* EXCERPT
§ §
3 years ago | 4 min read

In the last two decades, the media world has been rocked by demographic and technological changes. The decline of advertising revenue and the high fixed costs of the newsroom have sunk some of the most credible newspapers in America. Even the company that owns the Miami Herald, the newspaper that broke the Jeffrey Epstein exposé, has declared bankruptcy. To make matters worse, trust in the media is at an all-time low. News as we know it needs a lifeline.

More and more, it looks as if freelance journalism will be the answer.

The layoffs and disruption spurred by the internet are turning both fresh and seasoned journalists onto freelancing in numbers the industry has never seen. And the freelancing trend is one the economy is seeing as a whole. If it grows at its current rate, most U.S. workers will be freelancing by 2027. This may be a bit of an over-projection, but regardless, it is a fast-growing industry. Newspapers should be more than okay with that. Here’s why.

1. The Bottom Line

A primary reason these newspapers are going under is high fixed costs.

Consistent, monthly expenses including rent, salary, and benefits (especially pensions), saddled many newspapers with consuming debt right as their revenues plummeted. It isn’t a sustainable model.

Now, as these newspapers try to stay afloat, many are being purchased by hedge funds more interested in making money than credible journalism. It is a lose-lose. Freelance journalism can address this.
§ §
* OBJECTIVE
Reproduce the excerpt on newspapers and freelance journalism word for word, in full.
§ §
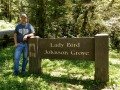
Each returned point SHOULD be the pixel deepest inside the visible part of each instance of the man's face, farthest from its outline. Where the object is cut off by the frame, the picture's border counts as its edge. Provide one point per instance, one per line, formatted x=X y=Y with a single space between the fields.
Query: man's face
x=23 y=20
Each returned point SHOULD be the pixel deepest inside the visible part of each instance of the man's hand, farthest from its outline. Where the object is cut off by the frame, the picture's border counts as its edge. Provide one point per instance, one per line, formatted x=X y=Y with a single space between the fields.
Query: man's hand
x=15 y=45
x=25 y=37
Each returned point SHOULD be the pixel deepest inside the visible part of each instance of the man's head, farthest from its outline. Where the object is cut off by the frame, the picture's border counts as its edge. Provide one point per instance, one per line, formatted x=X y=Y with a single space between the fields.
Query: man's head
x=23 y=18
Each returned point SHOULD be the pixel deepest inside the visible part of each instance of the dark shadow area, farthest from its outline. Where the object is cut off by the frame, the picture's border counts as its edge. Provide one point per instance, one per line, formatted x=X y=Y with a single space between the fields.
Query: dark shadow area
x=87 y=84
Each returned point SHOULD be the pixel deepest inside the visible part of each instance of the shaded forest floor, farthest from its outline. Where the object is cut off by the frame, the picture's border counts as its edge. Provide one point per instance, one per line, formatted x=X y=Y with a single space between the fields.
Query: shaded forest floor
x=58 y=74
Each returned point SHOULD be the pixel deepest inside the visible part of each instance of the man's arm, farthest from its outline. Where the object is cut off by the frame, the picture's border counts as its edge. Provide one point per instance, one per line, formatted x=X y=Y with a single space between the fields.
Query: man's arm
x=15 y=40
x=28 y=35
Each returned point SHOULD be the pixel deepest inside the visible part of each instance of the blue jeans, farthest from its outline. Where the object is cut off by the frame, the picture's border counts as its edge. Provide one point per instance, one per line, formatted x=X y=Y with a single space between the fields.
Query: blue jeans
x=21 y=48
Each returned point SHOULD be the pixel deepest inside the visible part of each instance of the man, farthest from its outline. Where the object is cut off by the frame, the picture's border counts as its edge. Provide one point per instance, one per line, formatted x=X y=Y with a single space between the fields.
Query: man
x=22 y=32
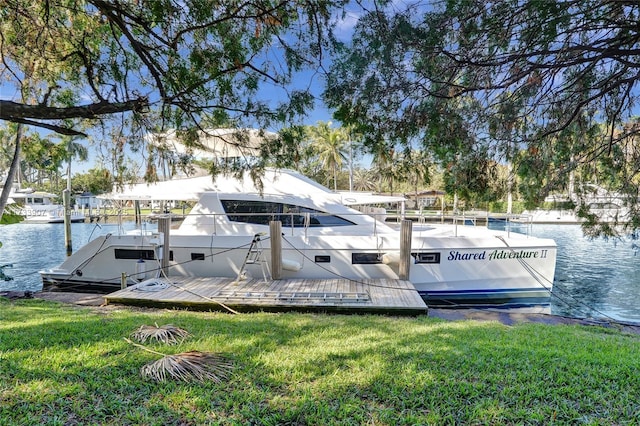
§ §
* RESPONSE TO THE EXERCISE
3 years ago | 4 min read

In the last two decades, the media world has been rocked by demographic and technological changes. The decline of advertising revenue and the high fixed costs of the newsroom have sunk some of the most credible newspapers in America. Even the company that owns the Miami Herald, the newspaper that broke the Jeffrey Epstein exposé, has declared bankruptcy. To make matters worse, trust in the media is at an all-time low. News as we know it needs a lifeline.

More and more, it looks as if freelance journalism will be the answer.

The layoffs and disruption spurred by the internet are turning both fresh and seasoned journalists onto freelancing in numbers the industry has never seen. And the freelancing trend is one the economy is seeing as a whole. If it grows at its current rate, most U.S. workers will be freelancing by 2027. This may be a bit of an over-projection, but regardless, it is a fast-growing industry. Newspapers should be more than okay with that. Here’s why.

1. The Bottom Line

A primary reason these newspapers are going under is high fixed costs.

Consistent, monthly expenses including rent, salary, and benefits (especially pensions), saddled many newspapers with consuming debt right as their revenues plummeted. It isn’t a sustainable model.

Now, as these newspapers try to stay afloat, many are being purchased by hedge funds more interested in making money than credible journalism. It is a lose-lose. Freelance journalism can address this.